_Given instruction:_
Can you render the records as a Markdown table with the columns Row and Entry, beginning at the line that contains "Where can you find the gold door" and continuing through the end of the records, with blank lines omitted?

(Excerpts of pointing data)
# # # # #

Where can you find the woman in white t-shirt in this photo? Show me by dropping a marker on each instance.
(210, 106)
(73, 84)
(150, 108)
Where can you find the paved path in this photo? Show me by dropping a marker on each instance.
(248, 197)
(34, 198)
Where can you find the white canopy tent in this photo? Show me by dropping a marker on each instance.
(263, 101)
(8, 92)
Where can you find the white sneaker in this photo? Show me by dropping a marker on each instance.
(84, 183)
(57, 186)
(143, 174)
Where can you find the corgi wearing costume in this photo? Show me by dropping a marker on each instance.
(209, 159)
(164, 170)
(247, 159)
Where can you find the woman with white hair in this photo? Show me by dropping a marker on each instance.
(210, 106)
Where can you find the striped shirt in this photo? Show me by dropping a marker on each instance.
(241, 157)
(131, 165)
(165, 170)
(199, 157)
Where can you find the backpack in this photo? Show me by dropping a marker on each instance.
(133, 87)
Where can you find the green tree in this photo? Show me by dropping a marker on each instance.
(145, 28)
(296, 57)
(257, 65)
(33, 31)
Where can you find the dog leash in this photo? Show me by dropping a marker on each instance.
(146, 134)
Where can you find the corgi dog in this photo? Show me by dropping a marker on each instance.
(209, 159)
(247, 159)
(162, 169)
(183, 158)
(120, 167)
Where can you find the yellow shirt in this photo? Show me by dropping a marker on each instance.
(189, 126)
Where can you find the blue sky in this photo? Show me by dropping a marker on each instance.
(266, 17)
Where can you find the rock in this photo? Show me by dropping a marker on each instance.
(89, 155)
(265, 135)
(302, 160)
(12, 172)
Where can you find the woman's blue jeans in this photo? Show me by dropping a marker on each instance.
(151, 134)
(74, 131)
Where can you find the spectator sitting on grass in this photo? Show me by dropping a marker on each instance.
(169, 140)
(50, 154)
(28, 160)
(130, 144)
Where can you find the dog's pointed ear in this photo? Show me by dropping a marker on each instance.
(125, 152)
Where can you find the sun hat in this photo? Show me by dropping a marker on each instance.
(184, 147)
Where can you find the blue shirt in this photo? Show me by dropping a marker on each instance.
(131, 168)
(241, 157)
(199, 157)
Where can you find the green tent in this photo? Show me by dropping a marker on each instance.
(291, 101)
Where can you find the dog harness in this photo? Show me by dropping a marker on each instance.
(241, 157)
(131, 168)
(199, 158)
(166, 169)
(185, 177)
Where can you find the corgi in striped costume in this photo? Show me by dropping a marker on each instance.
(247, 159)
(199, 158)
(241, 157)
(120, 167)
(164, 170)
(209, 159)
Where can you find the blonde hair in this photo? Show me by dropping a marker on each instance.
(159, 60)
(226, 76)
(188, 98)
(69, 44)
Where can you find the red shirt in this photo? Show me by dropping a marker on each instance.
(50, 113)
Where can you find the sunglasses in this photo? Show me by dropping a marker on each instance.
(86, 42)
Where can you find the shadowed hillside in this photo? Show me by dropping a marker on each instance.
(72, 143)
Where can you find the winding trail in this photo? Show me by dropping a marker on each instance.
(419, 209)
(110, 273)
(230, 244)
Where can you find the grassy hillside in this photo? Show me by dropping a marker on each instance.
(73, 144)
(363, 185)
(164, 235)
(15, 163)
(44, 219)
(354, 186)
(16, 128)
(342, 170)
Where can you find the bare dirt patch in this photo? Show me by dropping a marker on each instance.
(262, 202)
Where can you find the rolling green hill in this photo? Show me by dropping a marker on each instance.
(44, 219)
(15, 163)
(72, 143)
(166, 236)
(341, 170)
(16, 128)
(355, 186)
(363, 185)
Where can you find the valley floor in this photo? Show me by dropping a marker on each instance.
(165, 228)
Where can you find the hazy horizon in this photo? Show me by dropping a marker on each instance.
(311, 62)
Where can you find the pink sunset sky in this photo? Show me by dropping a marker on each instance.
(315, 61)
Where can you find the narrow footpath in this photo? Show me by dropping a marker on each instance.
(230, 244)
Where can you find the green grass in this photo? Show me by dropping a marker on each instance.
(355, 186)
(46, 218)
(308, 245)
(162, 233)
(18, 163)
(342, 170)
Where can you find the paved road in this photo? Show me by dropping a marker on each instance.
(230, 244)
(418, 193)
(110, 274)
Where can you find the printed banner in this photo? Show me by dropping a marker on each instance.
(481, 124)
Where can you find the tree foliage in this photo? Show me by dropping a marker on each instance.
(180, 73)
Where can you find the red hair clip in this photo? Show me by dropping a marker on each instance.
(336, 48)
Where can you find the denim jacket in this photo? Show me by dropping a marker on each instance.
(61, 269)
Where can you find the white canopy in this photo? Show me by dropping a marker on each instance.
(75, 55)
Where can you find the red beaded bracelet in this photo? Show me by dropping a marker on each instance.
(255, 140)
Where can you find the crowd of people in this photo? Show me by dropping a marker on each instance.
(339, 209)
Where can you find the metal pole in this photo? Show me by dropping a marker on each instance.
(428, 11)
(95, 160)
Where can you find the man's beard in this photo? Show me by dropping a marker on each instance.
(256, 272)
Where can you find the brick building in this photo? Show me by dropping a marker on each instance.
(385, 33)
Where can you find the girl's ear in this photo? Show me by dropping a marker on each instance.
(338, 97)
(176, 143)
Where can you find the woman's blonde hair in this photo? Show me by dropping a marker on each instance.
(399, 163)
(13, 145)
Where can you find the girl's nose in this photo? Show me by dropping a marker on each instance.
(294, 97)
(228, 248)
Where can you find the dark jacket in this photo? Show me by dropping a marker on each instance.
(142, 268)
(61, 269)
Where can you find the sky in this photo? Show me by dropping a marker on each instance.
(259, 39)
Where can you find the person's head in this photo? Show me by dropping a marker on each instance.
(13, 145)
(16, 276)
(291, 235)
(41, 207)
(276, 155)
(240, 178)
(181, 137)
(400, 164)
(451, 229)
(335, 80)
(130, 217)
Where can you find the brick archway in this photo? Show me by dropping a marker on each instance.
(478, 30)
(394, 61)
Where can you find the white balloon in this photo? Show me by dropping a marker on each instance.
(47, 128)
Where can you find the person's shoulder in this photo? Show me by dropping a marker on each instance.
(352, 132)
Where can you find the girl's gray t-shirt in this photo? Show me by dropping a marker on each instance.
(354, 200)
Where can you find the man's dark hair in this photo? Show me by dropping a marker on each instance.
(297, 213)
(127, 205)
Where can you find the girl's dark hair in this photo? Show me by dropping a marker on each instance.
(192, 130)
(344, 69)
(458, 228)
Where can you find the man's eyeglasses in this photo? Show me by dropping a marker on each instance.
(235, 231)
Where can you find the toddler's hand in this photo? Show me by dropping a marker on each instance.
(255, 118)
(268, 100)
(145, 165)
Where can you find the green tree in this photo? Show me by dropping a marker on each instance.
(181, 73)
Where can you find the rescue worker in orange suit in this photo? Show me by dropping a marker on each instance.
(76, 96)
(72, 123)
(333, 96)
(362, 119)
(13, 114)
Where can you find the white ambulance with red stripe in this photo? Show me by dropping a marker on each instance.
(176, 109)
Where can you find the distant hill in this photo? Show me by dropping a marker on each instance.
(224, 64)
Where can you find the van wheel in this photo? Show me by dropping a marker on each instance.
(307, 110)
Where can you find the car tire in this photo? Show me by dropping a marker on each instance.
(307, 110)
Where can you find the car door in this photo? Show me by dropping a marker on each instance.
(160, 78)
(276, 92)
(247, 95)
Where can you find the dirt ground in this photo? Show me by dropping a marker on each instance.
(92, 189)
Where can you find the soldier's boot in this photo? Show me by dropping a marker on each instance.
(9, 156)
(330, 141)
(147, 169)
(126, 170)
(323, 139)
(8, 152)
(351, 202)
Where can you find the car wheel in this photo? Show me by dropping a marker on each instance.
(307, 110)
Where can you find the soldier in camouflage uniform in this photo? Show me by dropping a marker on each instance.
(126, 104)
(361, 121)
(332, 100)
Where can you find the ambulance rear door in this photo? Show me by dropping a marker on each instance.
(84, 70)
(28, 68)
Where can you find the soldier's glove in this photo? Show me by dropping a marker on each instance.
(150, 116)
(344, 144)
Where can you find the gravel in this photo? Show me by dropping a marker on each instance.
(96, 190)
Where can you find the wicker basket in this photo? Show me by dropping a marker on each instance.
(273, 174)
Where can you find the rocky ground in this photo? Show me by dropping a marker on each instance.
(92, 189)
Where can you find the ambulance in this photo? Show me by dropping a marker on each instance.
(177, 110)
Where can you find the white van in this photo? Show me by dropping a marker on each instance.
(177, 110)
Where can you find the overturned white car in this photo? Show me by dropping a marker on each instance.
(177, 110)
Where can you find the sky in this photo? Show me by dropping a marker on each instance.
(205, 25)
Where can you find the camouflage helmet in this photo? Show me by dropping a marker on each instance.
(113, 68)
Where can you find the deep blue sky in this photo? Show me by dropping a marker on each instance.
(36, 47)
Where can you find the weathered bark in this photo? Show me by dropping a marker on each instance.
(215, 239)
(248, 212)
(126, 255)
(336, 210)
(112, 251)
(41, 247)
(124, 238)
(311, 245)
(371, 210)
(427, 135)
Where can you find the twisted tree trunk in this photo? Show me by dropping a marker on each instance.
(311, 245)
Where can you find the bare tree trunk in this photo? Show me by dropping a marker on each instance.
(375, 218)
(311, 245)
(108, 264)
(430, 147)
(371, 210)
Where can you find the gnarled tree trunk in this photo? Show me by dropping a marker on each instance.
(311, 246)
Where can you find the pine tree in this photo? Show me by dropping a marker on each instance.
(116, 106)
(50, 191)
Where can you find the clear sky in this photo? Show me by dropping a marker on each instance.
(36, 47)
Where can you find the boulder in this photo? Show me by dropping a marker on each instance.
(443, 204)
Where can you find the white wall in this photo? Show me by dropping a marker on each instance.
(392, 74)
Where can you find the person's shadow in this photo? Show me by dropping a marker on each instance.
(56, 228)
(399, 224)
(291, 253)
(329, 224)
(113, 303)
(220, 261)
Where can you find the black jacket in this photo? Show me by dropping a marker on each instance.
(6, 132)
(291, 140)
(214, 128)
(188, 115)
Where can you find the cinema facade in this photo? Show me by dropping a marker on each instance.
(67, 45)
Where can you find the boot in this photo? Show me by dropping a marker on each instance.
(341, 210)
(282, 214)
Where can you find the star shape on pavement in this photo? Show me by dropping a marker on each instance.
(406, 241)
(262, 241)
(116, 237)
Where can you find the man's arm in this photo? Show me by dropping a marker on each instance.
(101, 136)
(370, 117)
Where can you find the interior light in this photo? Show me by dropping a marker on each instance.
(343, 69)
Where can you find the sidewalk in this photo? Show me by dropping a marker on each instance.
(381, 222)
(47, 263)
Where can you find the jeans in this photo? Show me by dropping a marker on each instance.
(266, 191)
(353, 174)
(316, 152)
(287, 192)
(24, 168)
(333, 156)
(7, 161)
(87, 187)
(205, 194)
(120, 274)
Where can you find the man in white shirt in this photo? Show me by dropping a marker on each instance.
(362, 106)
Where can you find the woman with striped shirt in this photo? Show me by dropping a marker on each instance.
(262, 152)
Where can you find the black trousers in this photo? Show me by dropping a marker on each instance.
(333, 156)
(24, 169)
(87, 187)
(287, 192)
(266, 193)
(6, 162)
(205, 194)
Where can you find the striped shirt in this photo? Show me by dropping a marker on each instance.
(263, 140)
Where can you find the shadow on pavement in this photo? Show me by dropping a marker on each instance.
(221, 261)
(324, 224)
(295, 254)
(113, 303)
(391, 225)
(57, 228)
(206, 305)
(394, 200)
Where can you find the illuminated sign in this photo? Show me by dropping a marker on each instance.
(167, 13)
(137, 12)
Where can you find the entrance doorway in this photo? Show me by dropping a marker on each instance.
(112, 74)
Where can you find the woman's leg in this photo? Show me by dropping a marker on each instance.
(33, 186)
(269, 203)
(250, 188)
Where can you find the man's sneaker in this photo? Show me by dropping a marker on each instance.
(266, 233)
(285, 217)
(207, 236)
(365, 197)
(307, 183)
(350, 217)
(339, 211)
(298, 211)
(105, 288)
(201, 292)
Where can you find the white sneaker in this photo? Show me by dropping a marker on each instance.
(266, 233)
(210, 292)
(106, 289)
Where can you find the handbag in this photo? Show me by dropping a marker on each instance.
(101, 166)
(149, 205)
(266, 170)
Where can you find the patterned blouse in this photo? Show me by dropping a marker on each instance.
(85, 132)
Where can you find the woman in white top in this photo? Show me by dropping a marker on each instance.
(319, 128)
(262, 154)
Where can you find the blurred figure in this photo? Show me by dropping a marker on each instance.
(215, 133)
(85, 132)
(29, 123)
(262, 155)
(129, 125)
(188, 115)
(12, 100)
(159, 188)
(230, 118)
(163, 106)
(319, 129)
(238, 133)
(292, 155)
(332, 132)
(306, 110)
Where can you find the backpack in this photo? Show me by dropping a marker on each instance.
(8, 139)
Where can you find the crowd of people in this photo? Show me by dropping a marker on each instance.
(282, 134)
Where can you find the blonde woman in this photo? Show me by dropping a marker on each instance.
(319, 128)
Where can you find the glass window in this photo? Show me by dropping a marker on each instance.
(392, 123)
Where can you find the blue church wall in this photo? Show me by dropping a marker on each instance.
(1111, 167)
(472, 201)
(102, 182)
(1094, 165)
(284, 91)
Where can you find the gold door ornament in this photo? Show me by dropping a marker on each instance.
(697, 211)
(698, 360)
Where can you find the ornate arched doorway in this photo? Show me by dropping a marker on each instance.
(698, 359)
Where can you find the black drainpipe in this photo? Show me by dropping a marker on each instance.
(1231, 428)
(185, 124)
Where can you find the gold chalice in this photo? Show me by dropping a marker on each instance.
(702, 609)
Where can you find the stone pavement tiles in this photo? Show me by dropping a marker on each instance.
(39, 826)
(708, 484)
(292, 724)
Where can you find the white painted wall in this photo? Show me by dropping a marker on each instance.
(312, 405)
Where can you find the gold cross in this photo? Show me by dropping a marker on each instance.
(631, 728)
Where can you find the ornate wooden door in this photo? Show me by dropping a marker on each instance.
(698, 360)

# # # # #

_Solved exercise:_
| Row | Entry |
|---|---|
| 1 | Where can you find the gold door ornament in this photo? Show me by dropping a marker on each instance. |
| 2 | (697, 211) |
| 3 | (698, 360) |
| 4 | Where can you find the ornate arched doorway in this photo? Show me by dropping a marker on each instance. |
| 5 | (698, 359) |
| 6 | Where can you find the black drainpipe in this photo? Show me by dropping a marker on each instance. |
| 7 | (1231, 428) |
| 8 | (185, 124) |
| 9 | Where can you find the gold chalice in this photo? Show me by dropping a marker on each instance. |
| 10 | (702, 609) |
| 11 | Where can you find the stone pavement tiles in this photo? Show me by dropping a marker on each instance. |
| 12 | (39, 826) |
| 13 | (708, 484) |
| 14 | (292, 724) |
| 15 | Where can you find the white painted wall in this photo? Show me by dropping a marker on each instance. |
| 16 | (312, 405) |
| 17 | Where can you find the gold cross in this photo? Show me by dropping a marker on each instance. |
| 18 | (631, 728) |
| 19 | Where can you find the ornate wooden door in this photo? Show me by dropping a marker on each instance. |
| 20 | (698, 360) |